Like other court painters such as Goya, Primo Pintor de camara in Spain and Baron
Gerard, Premier Peintre du Roi in France, who were ready to paint both Bourbons and Bonapartes, so Zonaro, despite being Painter of His Imperial Majesty the Sultan, was prepared to paint his master´s enemies. To most court painters, money and opportunity mattered more than loyalty. Moreover Zonaro was a liberal who believed, like most people in Istanbul in 1908, that the Young Turk revolution was the dawn of a new era.

The sketch of a woman raising her veil to look at the Ertoghrul regiment, made for the picture which had gained Zonaro his title of Painter of His Imperial Majesty the Sultan, appeared in 1908 on the cover of the Figaro illustre, as a symbol of the rebirth of liberty in Turkey. That October Zonaro, at his own request, was finally allowed to paint three portraits of the Sultan. Zonaro later remembered that the Sultan, frowning and deep in thought, did not say a word.

_Task list:_
1: Translate this sentence from the passage on Zonaro into Spanish: "To most court painters, money and opportunity mattered more than loyalty."
2: Quote the passage on Zonaro word for word, starting with "Like other court" and going on through "of a new era.".
3: Write what comes next in the passage on Zonaro, picking up after its final sentence.
None of the lines that come next are needed for any task.

_Provided data:_
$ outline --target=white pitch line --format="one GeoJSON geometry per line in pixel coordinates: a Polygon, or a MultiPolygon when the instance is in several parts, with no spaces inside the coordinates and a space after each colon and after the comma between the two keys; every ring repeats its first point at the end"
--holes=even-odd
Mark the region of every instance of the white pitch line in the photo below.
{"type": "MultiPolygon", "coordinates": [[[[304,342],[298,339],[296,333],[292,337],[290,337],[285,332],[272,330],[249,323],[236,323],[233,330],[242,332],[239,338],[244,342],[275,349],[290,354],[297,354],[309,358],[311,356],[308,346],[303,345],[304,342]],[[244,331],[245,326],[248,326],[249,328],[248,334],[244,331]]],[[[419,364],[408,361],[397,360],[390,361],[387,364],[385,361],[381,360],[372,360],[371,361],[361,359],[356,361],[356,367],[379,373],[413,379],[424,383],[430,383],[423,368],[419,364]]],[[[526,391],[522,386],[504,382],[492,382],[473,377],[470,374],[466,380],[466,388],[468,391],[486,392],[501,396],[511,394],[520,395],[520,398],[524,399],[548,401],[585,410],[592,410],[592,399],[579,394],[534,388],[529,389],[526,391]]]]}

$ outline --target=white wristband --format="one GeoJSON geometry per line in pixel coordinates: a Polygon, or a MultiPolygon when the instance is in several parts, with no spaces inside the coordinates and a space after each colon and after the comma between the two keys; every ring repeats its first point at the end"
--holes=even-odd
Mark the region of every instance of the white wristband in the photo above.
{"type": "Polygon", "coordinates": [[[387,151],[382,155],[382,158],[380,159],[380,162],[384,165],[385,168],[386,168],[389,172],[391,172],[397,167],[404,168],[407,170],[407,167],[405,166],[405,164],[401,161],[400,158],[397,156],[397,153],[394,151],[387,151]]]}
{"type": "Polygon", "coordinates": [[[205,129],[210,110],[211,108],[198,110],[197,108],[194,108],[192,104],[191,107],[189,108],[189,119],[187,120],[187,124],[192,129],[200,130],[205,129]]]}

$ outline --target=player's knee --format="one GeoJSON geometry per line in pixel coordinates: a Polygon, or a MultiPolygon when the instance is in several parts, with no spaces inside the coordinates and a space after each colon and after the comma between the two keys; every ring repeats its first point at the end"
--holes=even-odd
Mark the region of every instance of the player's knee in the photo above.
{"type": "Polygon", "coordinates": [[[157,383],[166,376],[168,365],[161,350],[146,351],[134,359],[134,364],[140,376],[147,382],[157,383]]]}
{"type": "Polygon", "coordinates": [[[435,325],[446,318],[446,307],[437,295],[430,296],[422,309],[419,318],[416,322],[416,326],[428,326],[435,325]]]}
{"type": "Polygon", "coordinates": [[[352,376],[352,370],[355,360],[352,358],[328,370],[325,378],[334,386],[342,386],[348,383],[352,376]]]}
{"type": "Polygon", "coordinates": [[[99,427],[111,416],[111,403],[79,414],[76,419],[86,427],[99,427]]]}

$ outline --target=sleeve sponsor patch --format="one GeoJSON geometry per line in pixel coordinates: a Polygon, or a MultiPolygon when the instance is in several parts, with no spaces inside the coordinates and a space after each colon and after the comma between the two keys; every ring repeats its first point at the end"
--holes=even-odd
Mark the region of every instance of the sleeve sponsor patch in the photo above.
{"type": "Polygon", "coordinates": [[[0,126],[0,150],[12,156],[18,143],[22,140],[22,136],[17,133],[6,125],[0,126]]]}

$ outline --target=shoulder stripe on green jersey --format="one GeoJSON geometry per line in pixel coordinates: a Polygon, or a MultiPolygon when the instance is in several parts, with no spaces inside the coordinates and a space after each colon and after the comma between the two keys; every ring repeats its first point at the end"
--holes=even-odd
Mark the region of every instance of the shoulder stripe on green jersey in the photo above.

_Answers by item number:_
1: Para la mayoría de los pintores de corte, el dinero y la oportunidad importaban más que la lealtad.

2:
Like other court painters such as Goya, Primo Pintor de camara in Spain and Baron
Gerard, Premier Peintre du Roi in France, who were ready to paint both Bourbons and Bonapartes, so Zonaro, despite being Painter of His Imperial Majesty the Sultan, was prepared to paint his master´s enemies. To most court painters, money and opportunity mattered more than loyalty. Moreover Zonaro was a liberal who believed, like most people in Istanbul in 1908, that the Young Turk revolution was the dawn of a new era.

3:
During an attempted counter-revolution in April 1909, partly caused by Istanbul troops’ fury at their loss of privileges, and the prospect of serving in distant provinces, Zonaro sheltered a neighbour in his house. He was father of Zonaro’s friend Enver Bey, one of the Young Turk leaders. As Young Turk troops from Salonica took control of Istanbul on 24 April 1909, Zonaro completed a portrait of Enver Bey himself, portrayed as a stern young officer in uniform, fixing onlookers with a chilling stare. Behind him are some of the wild-haired Macedonian irregular troops who had helped take control of Istanbul. Enver´s signature appears in Zonaro´s vistors´ book on 28 April, the day after Abdulhamid was informed of his deposition. As a souvenir of the sitting, Enver gave Zonaro the binoculars which appear in his portrait. Soon after the deposition of Abdulhamid, Zonaro gave a party in his house in honour of his new patron, Enver Bey.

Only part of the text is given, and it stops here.